— What you should do —
Rewrite every line of the records below as a numbered list, leaving out blank lines. Omit the pictures.

— Material for the task —

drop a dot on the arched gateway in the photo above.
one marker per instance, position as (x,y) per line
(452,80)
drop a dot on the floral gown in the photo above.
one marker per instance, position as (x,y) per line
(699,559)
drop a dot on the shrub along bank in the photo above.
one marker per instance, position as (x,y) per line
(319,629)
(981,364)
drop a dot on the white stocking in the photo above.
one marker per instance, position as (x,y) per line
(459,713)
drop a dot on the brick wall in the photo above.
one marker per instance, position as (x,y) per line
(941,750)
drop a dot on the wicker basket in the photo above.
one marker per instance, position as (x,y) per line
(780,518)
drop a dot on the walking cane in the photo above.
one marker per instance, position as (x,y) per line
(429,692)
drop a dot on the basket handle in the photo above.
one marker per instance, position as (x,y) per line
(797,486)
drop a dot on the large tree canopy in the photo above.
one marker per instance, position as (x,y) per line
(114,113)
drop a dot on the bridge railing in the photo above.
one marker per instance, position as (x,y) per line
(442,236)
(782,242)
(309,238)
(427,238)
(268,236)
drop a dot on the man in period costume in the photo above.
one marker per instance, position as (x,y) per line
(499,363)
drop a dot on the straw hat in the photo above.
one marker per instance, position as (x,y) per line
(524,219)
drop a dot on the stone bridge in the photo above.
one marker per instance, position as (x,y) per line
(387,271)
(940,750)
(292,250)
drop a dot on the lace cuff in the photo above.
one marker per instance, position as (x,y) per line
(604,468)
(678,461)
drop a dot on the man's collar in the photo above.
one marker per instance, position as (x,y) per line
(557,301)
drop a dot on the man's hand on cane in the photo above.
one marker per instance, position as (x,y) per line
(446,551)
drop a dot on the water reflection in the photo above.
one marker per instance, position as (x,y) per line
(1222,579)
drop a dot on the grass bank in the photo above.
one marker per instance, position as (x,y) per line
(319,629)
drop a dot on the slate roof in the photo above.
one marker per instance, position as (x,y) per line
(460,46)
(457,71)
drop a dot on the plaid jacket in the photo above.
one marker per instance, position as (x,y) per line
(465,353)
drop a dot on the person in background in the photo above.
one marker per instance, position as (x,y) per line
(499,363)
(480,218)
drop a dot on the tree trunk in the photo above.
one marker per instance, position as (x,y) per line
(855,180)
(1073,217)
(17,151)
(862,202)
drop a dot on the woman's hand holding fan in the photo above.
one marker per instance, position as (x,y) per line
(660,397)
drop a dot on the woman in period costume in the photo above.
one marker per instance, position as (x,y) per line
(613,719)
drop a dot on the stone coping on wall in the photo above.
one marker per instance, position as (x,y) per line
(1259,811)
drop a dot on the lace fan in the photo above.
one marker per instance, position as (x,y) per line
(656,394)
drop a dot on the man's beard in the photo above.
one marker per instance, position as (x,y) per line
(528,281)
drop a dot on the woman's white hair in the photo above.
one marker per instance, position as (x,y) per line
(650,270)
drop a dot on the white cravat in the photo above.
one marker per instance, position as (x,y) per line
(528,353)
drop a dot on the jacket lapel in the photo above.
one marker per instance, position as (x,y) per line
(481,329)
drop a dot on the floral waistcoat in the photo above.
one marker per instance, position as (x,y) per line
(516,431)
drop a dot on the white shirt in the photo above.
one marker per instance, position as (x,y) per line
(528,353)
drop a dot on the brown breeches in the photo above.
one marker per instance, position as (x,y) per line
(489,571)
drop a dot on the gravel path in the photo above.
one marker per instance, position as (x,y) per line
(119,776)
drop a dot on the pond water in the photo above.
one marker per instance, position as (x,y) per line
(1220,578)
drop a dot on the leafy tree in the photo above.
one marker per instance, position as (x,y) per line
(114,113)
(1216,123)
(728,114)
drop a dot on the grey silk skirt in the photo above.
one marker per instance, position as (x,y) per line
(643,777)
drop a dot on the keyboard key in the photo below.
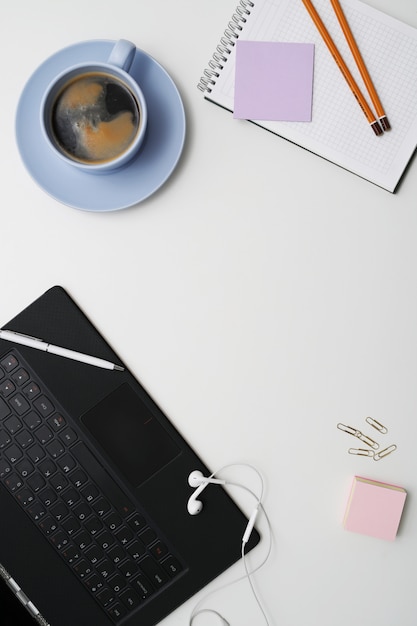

— The response —
1. drop a dot on the arched gateway in the photo above.
2. one marker per instance, position as (x,y) per line
3. (452,80)
4. drop a dot on the floral gown in the photo above.
5. one marker per instance, position as (x,y) per line
6. (699,559)
7. drop a dot on the shrub along bank in the photo above.
8. one marker per instance, position as (x,y) per line
9. (319,629)
10. (981,364)
11. drop a dot on the white stocking in the photo above.
12. one marker per instance, position as (x,y) per line
13. (459,713)
14. drop a dot on the brick wall in the photo above.
15. one marker per instance, position as (x,y) per line
16. (941,750)
17. drop a dot on the wicker basket in the photo above.
18. one marker per instance, position as (x,y) per line
19. (780,518)
20. drop a dot on the walking cane in the photo above.
21. one marker per instance, position as (x,y) per line
22. (429,692)
23. drop a dot on the basket handle in the photo above.
24. one marker per instance, position as (x,y) per line
25. (797,486)
26. drop a dot on the large tree canopy in the photo above.
27. one marker per instance, position as (x,y) per line
28. (114,113)
29. drop a dot on the bridge railing in the photo above.
30. one marker per instance, position as (x,y) per line
31. (442,236)
32. (782,242)
33. (309,238)
34. (427,238)
35. (268,236)
36. drop a dot on the man in period costume in the photo above.
37. one marker per instance, position as (x,y) per line
38. (499,363)
39. drop a dot on the straw hat in the photo above.
40. one marker per instance, position as (x,y) per line
41. (524,219)
42. drop a dot on the stone bridge in the photo above.
43. one marker per instance, position as (x,y) per line
44. (387,271)
45. (940,750)
46. (292,250)
47. drop a dot on the lace cuff in the photo above.
48. one marker per instance, position as (x,y) per line
49. (604,468)
50. (678,461)
51. drop a dot on the man's collar in the photo above.
52. one marker per instance, position as (x,y) per line
53. (557,301)
54. drop a dot on the man's hand on cane in the photo above.
55. one marker per instance, position as (x,y) per line
56. (446,551)
57. drop a dot on the water reflection in the photo above.
58. one marker per instance, position as (x,y) per line
59. (1222,579)
60. drop a dot on the grass bank in the photo above.
61. one marker per instance, position as (x,y) per line
62. (319,629)
63. drop a dot on the slate roof in the photo above.
64. one marker per instance, position as (x,y) per line
65. (460,46)
66. (457,71)
67. drop a dot on the plaid jacket in the photo above.
68. one marker per instance, position as (x,y) per line
69. (465,353)
70. drop a dot on the person in background in the photo above.
71. one marker per instance, position as (x,y) per line
72. (499,363)
73. (480,218)
74. drop a dot on the tree trunk in the photo above.
75. one marker per instance, position as (x,y) per line
76. (855,180)
77. (1073,217)
78. (17,151)
79. (862,202)
80. drop a dot on the woman's hand holding fan in the photo above.
81. one marker per instance, position as (x,y) per line
82. (660,397)
83. drop a dot on the woman in period costume in the photo above.
84. one marker per instance, position as (x,y) per line
85. (613,719)
86. drop a dot on the stone coping on wall in the photo above.
87. one marker per instance, position as (x,y) per line
88. (1259,811)
89. drop a dot on the lace fan in the photo above.
90. one marker per instance, position as (x,y) per line
91. (656,394)
92. drop a dot on the man's beard in the photo above.
93. one marker per instance, position as (x,y) per line
94. (528,281)
95. drop a dot on the woman's white hair in the photo above.
96. one marker per instance, position as (x,y) per line
97. (650,270)
98. drop a dot on the white cravat in the photo above.
99. one marker per instance, position as (x,y) per line
100. (528,353)
101. drop a dot on the jacket lapel in the photo above.
102. one marker per instance, position as (x,y) per line
103. (481,329)
104. drop a dot on the floral waistcoat in the photo above.
105. one marker per instance, position as (x,y) per line
106. (516,431)
107. drop a dot on the white shirt in the photo above.
108. one marker per instance, position as (x,y) per line
109. (528,353)
110. drop a dot on the brown breeches in the photo above.
111. one marker per instance, position as (x,y) per line
112. (489,571)
113. drop a dot on the gravel path in the photo above.
114. one marker per instance, position as (x,y) per line
115. (119,776)
116. drop a dot on the pond water in the photo above.
117. one marker per instance, position as (x,y) per line
118. (1220,578)
119. drop a dot on the leafy tree in the photo above.
120. one marker per instance, position as (x,y) per line
121. (114,113)
122. (1216,123)
123. (728,114)
124. drop a dot on the grey silk skirt in the photo above.
125. one marker per instance, position as (x,y) per line
126. (643,777)
127. drop a dot on the keyboard key in the photo below.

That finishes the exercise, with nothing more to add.